→ Records supplied
════════════════

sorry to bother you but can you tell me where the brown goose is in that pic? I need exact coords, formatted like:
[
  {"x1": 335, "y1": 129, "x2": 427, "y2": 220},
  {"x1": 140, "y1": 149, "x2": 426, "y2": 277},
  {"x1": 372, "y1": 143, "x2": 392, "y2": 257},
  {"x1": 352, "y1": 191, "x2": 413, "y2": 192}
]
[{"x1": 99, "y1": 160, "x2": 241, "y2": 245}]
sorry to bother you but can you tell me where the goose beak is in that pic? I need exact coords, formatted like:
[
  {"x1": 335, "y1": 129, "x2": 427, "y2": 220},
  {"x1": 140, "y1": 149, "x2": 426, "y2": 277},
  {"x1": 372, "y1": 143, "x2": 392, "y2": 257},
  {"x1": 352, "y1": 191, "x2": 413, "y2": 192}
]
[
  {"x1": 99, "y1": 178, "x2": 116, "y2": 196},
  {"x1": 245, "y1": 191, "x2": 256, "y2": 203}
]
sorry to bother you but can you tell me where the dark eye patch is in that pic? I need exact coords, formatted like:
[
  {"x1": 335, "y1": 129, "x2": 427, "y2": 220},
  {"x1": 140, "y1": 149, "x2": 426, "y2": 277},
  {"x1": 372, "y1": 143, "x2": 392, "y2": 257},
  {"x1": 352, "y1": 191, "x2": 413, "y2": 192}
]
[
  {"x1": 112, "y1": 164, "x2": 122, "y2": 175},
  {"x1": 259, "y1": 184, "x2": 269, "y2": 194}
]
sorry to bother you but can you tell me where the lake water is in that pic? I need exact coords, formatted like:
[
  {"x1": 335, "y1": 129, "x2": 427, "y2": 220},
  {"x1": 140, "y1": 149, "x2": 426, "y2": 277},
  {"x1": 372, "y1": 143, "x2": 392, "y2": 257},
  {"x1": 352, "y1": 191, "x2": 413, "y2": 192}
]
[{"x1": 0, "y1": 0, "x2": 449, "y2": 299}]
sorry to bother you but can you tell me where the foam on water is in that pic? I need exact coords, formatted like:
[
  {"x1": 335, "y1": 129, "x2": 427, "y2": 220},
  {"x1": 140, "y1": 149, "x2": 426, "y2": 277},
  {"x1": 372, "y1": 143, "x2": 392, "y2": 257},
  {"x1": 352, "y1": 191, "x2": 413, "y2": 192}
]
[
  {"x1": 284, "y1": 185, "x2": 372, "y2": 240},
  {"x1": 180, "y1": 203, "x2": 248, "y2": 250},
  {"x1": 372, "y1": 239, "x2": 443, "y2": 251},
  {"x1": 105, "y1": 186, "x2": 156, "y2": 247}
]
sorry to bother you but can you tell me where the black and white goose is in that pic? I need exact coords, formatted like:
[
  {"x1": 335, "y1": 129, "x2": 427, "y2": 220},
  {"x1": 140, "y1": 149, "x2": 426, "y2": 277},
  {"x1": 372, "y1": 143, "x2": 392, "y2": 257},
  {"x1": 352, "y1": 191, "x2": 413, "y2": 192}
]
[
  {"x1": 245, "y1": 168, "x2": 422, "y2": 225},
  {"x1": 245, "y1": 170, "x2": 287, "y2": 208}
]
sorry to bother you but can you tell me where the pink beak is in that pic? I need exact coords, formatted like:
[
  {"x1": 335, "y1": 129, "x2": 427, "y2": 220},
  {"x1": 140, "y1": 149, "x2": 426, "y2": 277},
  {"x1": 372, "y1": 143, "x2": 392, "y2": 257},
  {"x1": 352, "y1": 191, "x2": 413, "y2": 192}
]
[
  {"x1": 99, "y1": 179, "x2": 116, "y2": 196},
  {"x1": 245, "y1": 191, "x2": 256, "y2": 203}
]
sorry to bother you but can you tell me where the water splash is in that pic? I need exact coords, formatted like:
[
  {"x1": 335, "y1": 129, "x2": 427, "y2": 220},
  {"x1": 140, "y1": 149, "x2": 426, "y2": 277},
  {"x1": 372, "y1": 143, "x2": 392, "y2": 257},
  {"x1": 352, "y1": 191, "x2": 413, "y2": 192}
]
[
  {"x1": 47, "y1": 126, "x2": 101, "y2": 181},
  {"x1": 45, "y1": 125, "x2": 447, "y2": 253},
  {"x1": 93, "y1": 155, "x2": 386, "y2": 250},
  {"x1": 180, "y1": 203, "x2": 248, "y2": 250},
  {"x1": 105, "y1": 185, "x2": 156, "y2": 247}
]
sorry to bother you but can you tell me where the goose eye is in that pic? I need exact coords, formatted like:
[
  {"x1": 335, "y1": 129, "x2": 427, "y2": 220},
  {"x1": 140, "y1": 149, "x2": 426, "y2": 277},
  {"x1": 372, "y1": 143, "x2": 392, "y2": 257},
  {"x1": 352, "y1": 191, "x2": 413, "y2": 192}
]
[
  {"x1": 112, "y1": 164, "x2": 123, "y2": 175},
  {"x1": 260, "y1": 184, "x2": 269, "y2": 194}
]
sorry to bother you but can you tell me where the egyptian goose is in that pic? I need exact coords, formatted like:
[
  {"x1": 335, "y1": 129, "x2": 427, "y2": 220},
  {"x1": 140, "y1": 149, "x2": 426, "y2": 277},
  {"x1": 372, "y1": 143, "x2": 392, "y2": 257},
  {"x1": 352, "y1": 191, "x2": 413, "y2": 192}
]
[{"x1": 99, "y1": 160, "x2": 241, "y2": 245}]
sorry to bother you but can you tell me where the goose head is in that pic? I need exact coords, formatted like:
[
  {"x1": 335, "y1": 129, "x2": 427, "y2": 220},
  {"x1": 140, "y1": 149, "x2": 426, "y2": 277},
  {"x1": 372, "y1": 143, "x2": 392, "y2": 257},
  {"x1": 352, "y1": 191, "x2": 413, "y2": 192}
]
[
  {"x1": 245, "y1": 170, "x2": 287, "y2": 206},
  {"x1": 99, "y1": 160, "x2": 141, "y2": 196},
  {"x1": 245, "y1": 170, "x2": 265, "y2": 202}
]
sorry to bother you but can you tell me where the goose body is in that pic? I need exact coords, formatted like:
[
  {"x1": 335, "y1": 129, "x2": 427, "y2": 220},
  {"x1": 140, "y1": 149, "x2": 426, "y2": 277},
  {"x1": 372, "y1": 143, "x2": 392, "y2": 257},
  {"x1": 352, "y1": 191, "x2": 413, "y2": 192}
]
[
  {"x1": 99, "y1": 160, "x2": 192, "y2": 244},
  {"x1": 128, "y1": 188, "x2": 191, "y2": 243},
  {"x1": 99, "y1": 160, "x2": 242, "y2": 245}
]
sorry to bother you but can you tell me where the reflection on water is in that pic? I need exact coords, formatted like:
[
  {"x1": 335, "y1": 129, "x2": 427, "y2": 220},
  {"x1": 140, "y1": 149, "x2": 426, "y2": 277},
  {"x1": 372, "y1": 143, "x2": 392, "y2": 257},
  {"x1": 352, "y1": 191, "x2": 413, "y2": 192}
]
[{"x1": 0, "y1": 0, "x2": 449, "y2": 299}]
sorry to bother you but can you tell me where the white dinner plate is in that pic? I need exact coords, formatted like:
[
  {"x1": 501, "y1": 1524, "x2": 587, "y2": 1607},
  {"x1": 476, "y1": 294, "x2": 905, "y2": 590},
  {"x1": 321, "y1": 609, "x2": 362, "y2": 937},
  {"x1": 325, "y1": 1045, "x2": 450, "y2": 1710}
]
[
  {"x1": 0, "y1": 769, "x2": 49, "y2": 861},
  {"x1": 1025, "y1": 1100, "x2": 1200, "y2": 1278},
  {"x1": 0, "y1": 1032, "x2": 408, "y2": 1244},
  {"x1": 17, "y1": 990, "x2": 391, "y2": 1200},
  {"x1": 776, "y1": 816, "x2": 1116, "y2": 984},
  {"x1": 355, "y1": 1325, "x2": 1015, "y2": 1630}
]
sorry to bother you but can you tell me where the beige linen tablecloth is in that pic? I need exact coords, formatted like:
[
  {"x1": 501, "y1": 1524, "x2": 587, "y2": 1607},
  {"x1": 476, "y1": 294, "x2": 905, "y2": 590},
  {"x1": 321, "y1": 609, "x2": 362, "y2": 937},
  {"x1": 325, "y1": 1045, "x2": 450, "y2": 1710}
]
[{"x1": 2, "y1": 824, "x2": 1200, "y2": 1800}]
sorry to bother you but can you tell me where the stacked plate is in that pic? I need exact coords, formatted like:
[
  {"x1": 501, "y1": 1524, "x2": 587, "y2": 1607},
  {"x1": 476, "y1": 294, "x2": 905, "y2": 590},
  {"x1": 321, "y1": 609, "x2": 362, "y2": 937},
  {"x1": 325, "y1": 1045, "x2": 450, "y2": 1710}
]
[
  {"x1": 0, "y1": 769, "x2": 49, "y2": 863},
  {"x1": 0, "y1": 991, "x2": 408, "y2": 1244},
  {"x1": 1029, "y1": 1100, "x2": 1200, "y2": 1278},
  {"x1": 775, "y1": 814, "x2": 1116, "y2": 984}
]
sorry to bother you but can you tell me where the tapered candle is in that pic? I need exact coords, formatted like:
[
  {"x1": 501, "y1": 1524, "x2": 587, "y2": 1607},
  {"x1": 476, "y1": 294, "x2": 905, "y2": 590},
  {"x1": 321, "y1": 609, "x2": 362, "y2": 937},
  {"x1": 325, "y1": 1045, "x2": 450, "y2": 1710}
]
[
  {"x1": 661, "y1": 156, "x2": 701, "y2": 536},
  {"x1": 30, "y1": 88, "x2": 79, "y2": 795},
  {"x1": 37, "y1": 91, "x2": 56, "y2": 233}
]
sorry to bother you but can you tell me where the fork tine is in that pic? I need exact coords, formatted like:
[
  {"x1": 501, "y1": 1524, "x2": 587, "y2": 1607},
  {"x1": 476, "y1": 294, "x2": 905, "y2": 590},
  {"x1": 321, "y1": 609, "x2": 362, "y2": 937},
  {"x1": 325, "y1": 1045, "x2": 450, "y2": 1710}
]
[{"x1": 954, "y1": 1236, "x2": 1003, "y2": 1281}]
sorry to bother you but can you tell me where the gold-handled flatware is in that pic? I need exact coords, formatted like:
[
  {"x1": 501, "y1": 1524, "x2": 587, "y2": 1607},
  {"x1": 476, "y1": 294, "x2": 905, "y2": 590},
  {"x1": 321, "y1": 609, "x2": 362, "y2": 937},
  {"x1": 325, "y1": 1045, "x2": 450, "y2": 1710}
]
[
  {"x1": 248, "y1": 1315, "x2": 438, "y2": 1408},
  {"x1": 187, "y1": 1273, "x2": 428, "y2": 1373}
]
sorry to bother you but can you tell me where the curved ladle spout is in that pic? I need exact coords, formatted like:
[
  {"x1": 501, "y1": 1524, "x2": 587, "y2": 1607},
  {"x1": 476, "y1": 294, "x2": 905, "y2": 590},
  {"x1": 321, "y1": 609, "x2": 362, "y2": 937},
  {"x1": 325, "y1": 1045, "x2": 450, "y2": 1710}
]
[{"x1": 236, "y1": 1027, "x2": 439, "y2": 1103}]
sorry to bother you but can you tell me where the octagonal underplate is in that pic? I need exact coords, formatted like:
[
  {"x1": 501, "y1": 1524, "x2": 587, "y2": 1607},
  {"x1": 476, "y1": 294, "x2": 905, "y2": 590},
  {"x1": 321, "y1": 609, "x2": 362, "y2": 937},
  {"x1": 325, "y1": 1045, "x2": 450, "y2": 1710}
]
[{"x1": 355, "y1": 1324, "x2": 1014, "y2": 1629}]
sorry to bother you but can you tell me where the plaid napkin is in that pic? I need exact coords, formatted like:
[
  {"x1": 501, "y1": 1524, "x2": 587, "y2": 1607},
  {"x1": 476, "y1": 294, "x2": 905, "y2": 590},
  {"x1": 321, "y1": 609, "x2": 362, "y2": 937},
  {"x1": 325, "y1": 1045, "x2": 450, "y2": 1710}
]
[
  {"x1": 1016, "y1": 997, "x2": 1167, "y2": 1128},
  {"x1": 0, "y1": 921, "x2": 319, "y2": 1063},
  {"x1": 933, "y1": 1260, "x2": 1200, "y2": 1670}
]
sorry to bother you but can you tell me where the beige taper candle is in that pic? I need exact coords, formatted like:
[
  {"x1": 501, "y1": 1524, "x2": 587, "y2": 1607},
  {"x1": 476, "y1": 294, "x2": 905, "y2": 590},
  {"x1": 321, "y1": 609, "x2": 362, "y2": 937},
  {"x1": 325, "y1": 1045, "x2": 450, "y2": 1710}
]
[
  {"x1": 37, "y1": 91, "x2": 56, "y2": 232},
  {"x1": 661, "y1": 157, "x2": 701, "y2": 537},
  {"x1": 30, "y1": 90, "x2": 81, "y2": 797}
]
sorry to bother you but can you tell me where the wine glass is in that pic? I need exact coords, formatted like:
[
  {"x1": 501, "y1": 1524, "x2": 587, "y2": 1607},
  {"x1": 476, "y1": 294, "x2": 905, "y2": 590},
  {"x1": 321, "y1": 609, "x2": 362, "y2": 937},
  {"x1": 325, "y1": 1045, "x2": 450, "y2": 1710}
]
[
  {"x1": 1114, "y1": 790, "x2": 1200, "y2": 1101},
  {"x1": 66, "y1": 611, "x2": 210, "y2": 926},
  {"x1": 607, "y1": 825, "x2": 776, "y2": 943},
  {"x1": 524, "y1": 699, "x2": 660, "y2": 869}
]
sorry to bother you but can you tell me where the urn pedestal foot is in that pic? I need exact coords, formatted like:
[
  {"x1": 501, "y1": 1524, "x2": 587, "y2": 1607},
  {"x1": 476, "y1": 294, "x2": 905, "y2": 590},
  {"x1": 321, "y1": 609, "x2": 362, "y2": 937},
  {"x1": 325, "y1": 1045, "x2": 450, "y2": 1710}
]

════════════════

→ Exercise prompt
Which lines in the listing hold the word "candle"? Copy them out.

→ Worked solution
sorry to bother you but can you tell me where the tapered candle is in that pic? I need exact coords, formatted like:
sorry to bother you but can you tell me where the beige taper candle is in that pic? I need exact coords, formatted like:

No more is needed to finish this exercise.